==== SUPPLIED INFORMATION

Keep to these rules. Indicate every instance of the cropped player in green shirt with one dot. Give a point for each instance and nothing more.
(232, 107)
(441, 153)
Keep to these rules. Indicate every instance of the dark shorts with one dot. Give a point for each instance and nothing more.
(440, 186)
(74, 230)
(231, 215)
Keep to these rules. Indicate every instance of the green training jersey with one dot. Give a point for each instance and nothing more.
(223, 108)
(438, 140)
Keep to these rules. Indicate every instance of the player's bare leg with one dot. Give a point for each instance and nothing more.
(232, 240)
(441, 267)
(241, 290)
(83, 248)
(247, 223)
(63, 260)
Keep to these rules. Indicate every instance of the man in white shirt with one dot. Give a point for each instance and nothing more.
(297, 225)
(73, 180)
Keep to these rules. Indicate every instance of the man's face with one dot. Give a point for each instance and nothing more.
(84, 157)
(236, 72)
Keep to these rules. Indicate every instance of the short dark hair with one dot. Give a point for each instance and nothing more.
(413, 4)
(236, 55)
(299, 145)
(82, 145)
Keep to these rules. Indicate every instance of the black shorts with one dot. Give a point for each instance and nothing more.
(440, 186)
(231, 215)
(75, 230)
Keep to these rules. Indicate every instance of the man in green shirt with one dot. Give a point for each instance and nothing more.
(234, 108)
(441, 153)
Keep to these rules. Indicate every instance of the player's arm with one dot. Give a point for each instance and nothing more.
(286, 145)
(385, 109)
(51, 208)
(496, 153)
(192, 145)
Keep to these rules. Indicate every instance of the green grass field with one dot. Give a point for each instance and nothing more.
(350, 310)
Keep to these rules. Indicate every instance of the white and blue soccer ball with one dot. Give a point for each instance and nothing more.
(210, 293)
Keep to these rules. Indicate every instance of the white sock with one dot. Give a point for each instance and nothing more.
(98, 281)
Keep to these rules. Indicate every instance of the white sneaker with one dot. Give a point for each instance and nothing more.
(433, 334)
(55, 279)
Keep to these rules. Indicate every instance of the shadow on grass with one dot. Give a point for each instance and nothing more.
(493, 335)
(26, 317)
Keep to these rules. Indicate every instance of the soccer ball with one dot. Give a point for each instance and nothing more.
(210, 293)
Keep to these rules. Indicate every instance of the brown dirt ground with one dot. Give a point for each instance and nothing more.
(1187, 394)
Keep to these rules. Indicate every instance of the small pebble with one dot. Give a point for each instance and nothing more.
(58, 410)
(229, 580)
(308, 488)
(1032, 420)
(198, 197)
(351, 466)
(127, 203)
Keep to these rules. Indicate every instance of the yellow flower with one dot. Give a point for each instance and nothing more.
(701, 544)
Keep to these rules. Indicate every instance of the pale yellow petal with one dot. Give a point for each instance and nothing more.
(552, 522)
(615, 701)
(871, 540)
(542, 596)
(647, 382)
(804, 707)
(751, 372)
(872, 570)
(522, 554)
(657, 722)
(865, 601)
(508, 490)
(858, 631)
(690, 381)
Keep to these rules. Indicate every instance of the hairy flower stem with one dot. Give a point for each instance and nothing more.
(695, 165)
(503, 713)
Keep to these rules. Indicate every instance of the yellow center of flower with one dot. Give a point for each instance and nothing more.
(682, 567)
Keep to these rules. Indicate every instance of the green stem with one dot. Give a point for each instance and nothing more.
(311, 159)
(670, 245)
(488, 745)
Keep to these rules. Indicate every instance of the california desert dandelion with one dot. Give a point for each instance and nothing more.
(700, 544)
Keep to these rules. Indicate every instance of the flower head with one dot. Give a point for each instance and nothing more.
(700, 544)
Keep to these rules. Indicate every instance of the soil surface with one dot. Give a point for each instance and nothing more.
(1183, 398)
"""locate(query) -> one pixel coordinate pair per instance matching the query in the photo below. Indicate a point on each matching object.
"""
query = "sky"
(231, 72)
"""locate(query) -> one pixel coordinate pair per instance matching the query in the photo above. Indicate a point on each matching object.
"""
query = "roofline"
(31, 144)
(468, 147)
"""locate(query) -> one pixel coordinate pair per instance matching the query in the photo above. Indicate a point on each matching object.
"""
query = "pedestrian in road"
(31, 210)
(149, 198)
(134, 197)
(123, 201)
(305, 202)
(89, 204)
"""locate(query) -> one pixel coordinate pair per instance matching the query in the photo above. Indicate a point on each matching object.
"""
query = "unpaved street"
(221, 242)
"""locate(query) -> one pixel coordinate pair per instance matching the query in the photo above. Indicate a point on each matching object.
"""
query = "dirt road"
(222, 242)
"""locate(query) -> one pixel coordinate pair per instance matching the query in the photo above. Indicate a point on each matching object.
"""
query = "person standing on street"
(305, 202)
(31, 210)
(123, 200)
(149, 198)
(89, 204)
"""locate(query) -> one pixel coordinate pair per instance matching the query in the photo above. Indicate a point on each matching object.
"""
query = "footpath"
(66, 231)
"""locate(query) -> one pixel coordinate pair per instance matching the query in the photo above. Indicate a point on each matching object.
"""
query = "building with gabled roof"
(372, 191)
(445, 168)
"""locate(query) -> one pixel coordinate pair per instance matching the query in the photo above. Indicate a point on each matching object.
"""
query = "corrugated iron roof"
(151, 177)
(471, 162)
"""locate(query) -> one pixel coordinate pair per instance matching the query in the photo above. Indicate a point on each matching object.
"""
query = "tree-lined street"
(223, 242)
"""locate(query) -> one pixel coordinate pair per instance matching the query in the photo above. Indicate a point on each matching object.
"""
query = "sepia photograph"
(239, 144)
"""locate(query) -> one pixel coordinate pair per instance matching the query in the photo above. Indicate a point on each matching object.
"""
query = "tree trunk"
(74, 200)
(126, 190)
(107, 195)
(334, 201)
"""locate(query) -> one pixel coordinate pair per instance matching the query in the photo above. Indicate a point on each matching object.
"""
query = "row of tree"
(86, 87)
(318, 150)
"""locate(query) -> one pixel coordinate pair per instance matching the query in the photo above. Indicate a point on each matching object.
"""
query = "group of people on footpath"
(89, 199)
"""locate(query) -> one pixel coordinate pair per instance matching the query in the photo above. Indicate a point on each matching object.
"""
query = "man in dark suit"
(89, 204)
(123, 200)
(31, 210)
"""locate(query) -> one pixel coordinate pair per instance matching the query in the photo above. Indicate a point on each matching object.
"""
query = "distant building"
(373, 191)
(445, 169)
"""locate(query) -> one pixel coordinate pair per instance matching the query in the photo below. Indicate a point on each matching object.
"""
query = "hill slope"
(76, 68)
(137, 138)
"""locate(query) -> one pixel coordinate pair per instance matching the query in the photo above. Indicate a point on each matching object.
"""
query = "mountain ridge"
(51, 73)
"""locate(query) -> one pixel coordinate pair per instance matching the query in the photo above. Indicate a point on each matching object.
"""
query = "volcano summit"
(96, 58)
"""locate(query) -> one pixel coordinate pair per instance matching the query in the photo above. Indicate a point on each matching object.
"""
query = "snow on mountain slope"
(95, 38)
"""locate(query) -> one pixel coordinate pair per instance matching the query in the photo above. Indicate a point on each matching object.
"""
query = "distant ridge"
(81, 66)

========

### THE TASK
Quote the data in full, keeping each word unchanged.

### RESULT OF THIS TASK
Keep to these rules. Indicate every instance of the cropped player in green shirt with one dot. Give a point for each instance and nothing more.
(232, 107)
(441, 153)
Keep to these rules. Indicate every instance of the dark shorts with one dot. Give a point for each instance and nothing more.
(440, 186)
(74, 230)
(231, 215)
Keep to these rules. Indicate every instance of the green training jersey with one dot. Give a point for each instance and nothing more.
(223, 108)
(438, 140)
Keep to these rules. Indicate every instance of the player's bare leg with one dot. Give a point for each instance and nothing more.
(232, 240)
(441, 267)
(241, 290)
(83, 248)
(247, 223)
(63, 260)
Keep to these rules. Indicate every instance of the man in white shirt with one dot. Give a point for each instance and nothing more.
(297, 225)
(73, 180)
Keep to these rules. Indicate every instance of the man's face with one dot. Give a point for each instance and nothing more.
(84, 157)
(236, 72)
Keep to these rules. Indicate every instance of the short dark hair with one dot. Give a point for each instance and nothing more.
(413, 4)
(236, 55)
(299, 145)
(82, 145)
Keep to these rules. Indicate every instance of the black shorts with one dot. Give a point for each instance and nothing more.
(440, 186)
(231, 215)
(75, 230)
Keep to these rules. Indicate every instance of the man in green shirt with one dot. Give a point for each instance and nothing more.
(234, 108)
(441, 153)
Keep to these rules. Indicate every instance of the player's arm with one dot. Give a point for each instance and nothing more.
(286, 145)
(385, 109)
(51, 208)
(496, 153)
(192, 145)
Keep to these rules. Indicate every instance of the green grass field with one dot. Give a point for each instance and nothing more.
(350, 310)
Keep to these rules. Indicate every instance of the white and blue soccer ball with one dot. Give a point for each instance and nothing more.
(210, 293)
Keep to these rules. Indicate every instance of the white sock with one dot. Give a point for each instance and nothing more.
(98, 281)
Keep to these rules. Indicate every instance of the white sneaker with one dot. Give a point for each instance and nothing more.
(433, 334)
(55, 279)
Keep to these rules. Indicate every instance of the shadow on grass with one dot. Give a point for each instance and nothing more.
(493, 335)
(26, 317)
Keep to these rules. Indicate every instance of the soccer ball with one dot. Give a point for each instance and nothing more.
(210, 293)
Keep to these rules. Indicate every instance of the brown dirt ground with one dot. Give a point for each instance and nothing more.
(1187, 394)
Keep to these rules. Indicate every instance of the small pebble with one dot. Give a point for each instance and nothing more.
(58, 410)
(229, 580)
(308, 488)
(1032, 420)
(198, 197)
(351, 466)
(127, 203)
Keep to these rules. Indicate every instance of the yellow flower with one dot. Give a point for each instance and nothing more.
(701, 544)
Keep to these rules. Indicate every instance of the pale yellow petal with one dot. Give a point for each instance and nothing more.
(552, 522)
(615, 701)
(871, 540)
(542, 596)
(647, 382)
(804, 707)
(751, 372)
(872, 570)
(522, 554)
(657, 722)
(865, 601)
(508, 490)
(858, 631)
(690, 381)
Keep to these rules. Indicate every instance of the hairy flower stem with one dot. Give a point for each instance and nothing more.
(695, 165)
(503, 713)
Keep to these rules. Indicate every instance of the yellow center of flower with one dot. Give a point for each instance and nothing more.
(682, 567)
Keep to these rules. Indicate every instance of the green stem with one dot. Give a point for each instance and nothing more.
(311, 159)
(670, 245)
(488, 745)
Keep to these rules. Indicate every instance of the california desert dandelion with one dot. Give a point for each instance and nothing more.
(700, 544)
Keep to these rules. Indicate every instance of the flower head with one dot. Give a point for each instance and nothing more.
(700, 544)
Keep to these rules. Indicate every instance of the soil surface with one dot. Give a point for each instance and nothing more.
(1183, 398)
"""locate(query) -> one pixel coordinate pair per instance matching the query in the photo below. Indicate a point on each matching object.
"""
query = "sky"
(231, 72)
"""locate(query) -> one pixel coordinate pair per instance matching the query in the photo above. Indicate a point on each matching object.
"""
query = "roofline"
(31, 144)
(468, 147)
"""locate(query) -> one pixel coordinate pair per instance matching the query in the photo above. Indicate a point on each matching object.
"""
query = "pedestrian in road"
(31, 210)
(149, 198)
(134, 197)
(123, 201)
(305, 202)
(89, 204)
"""locate(query) -> one pixel coordinate pair per instance matching the query in the photo above. Indicate a point on each matching object.
"""
query = "unpaved street"
(221, 242)
"""locate(query) -> one pixel coordinate pair per instance matching the query in the photo above. Indicate a point on each matching object.
"""
query = "dirt road"
(222, 242)
"""locate(query) -> one pixel coordinate pair per instance matching the query in the photo above. Indicate a point on each matching object.
"""
query = "person standing on street"
(305, 202)
(31, 210)
(123, 200)
(149, 198)
(89, 204)
"""locate(query) -> one pixel coordinate pair per instance matching the query in the photo above. Indicate a point on each matching object.
"""
query = "footpath"
(66, 231)
"""locate(query) -> one pixel coordinate pair per instance matching the query in the photo above. Indicate a point on each matching object.
"""
query = "building with gabled roof"
(372, 191)
(445, 168)
"""locate(query) -> one pixel coordinate pair per instance matching the query in the photo above. Indicate a point on each matching object.
"""
query = "corrugated iron roof"
(151, 177)
(471, 162)
"""locate(query) -> one pixel coordinate pair per instance matching the query in the photo above. Indicate a point on each matching object.
"""
query = "tree-lined street"
(223, 242)
"""locate(query) -> one pixel coordinate pair per instance matching the query in the photo above. Indicate a point on each matching object.
"""
query = "sepia photograph"
(239, 144)
"""locate(query) -> one pixel coordinate pair per instance matching the query in the photo above. Indicate a point on each matching object.
"""
query = "tree trunk"
(74, 200)
(126, 190)
(107, 195)
(334, 201)
"""locate(query) -> one pixel coordinate pair per instance matching the query in the photo above. Indicate a point on each matching object.
"""
query = "row of tree"
(86, 87)
(318, 150)
"""locate(query) -> one pixel coordinate pair per instance matching the query in the photo above. Indicate a point on each matching object.
"""
query = "group of people on footpath"
(89, 199)
"""locate(query) -> one pixel coordinate pair per instance matching the query in the photo above. Indicate a point on each matching object.
"""
query = "man in dark suit"
(89, 204)
(123, 200)
(31, 210)
"""locate(query) -> one pixel coordinate pair per instance matching the query in the photo above. Indicate a point on each matching object.
"""
query = "distant building"
(373, 191)
(445, 169)
"""locate(query) -> one pixel coordinate pair per instance matching the query in the photo below. Indicate a point on each matching object.
"""
query = "hill slope"
(76, 68)
(137, 138)
"""locate(query) -> one pixel coordinate pair per instance matching the query in the photo above. Indicate a point on each matching object.
"""
query = "mountain ridge"
(51, 73)
"""locate(query) -> one pixel coordinate pair per instance matching the query in the photo above. Indicate a point on each matching object.
"""
query = "volcano summit"
(96, 58)
"""locate(query) -> one pixel coordinate pair per instance matching the query in the photo above. Indicate a point on each matching object.
"""
query = "snow on mountain slope"
(95, 38)
"""locate(query) -> one pixel coordinate pair per instance matching the query in the photo above. Indicate a point on each matching object.
"""
query = "distant ridge"
(81, 66)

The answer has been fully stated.